## [Compiti da svolgere]
- 1) Rispondi alle seguenti domande sul testo sulla caccia alle streghe.
(a) Quale caso viene presentato come tipico dell'uso della paura per controllare le rivolte contadine?
(b) Di che cosa temevano spesso di essere accusati i funzionari del potere secolare se non avessero comminato la pena di morte?
(c) Quali principi si dovranno assumere quando l'unità della fede non potrà più essere considerata l'elemento di unità della società?
- 2) Traduci in inglese questa frase del testo sulla caccia alle streghe: "Molte volte gli stessi funzionari del potere secolare temevano, se non avessero comminato la pena di morte, di essere accusati di complicità con le streghe."
- 3) Prosegui il testo sulla caccia alle streghe riprendendo dopo la sua ultima frase.

Ciò perché l’ortodossia della fede era intesa come corpo portante dell’unità sociale e quindi la sua presenza non violava solamente l’unità della fede, bensì anche l’unità sociale. In realtà la paura delle streghe, indotta nella popolazione ad arte da parte degli oligarchi del potere temporale o della teocrazia protestante, era usata come controllo poliziesco delle rivolte contadine e delle richieste di maggiore libertà del popolo. Tipico è il caso della caccia alle streghe nel Tirolo che rispecchia appieno l’instillazione della paura in eventi soprannaturali per poter controllare le rivolte contadine[3]. Molte volte gli stessi funzionari del potere secolare temevano, se non avessero comminato la pena di morte, di essere accusati di complicità con le streghe.

Di fronte ad una realtà sociale che vedeva in aumento malattie, povertà e fame, la teologia non riusciva più a dare risposte certe al perché certi avvenimenti avvenissero, quindi risulta facile dare la colpa alle streghe (le quali agiscono con il permesso di Dio) per qualsiasi danno sociale: morte di bambini, carestie e altro ancora. Quando più tardi, a causa della Riforma protestante, l’unità della fede non potrà più essere considerata l’elemento di unità della società, si dovranno assumere altri principi, ad esempio la nazionalità o, più tardi, ad una classe sociale; a causa di questa frammentazione, la logica del conflitto diventerà quindi ancora più diffusa a tutti i livelli.

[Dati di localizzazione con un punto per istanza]
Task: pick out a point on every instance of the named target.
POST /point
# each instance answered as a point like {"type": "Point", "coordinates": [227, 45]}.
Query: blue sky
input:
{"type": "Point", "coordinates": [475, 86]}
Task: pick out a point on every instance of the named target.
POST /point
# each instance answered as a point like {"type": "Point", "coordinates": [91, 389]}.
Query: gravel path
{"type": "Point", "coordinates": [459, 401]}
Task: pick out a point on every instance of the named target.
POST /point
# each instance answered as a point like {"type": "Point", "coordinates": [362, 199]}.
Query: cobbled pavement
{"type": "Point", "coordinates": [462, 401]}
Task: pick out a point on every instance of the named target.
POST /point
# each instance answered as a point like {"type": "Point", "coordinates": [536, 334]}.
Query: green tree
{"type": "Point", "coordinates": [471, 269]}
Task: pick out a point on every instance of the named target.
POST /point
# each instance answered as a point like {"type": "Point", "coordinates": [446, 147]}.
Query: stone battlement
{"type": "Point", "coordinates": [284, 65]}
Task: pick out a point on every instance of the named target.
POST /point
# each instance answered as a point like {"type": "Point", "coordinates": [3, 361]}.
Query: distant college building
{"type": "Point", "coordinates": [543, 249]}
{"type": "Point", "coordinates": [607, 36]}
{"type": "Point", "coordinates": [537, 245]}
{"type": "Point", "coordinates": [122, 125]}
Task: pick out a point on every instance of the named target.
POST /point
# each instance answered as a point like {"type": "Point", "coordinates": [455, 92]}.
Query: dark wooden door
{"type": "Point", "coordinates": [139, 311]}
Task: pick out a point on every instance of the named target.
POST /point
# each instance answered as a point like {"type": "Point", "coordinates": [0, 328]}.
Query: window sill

## [Risposte ai compiti]
- 1)
(a) La caccia alle streghe nel Tirolo.
(b) Di complicità con le streghe.
(c) La nazionalità o, più tardi, una classe sociale.

- 2) Many times the officials of the secular power themselves feared that, if they did not impose the death penalty, they would be accused of complicity with the witches.

- 3)
L’entità della persecuzione

Targa commemorativa della caccia alle streghe di Valle Camonica sulla torre Federici di Sonico.

Il numero delle vittime della caccia alle streghe durante i due secoli in cui sia i tribunali dell’Inquisizione che quelli della Riforma le condussero al rogo è stato largamente dibattuto. Il raggiungimento di una certezza sul tema è ostacolato da molti elementi, come la perdita nel tempo di documenti affidabili relativi a gran parte dei processi.

Il motivo principale fu che per paura che gli immensi archivi inquisitoriali cadessero nelle mani degli avversari della Chiesa, molti di questi vennero dati alle fiamme, come a Milano, Mantova, Benevento e quelli della Sicilia con le carte di migliaia di processi[4], o come quelli rubati dai francesi a Roma. Pertanto le cifre che si ipotizzano in ordine alle vittime della persecuzione vanno considerate come ordini di grandezza e spesso sono oggettivamente influenzate dalle opinioni e dalle collocazioni culturali degli Autori che le hanno determinate.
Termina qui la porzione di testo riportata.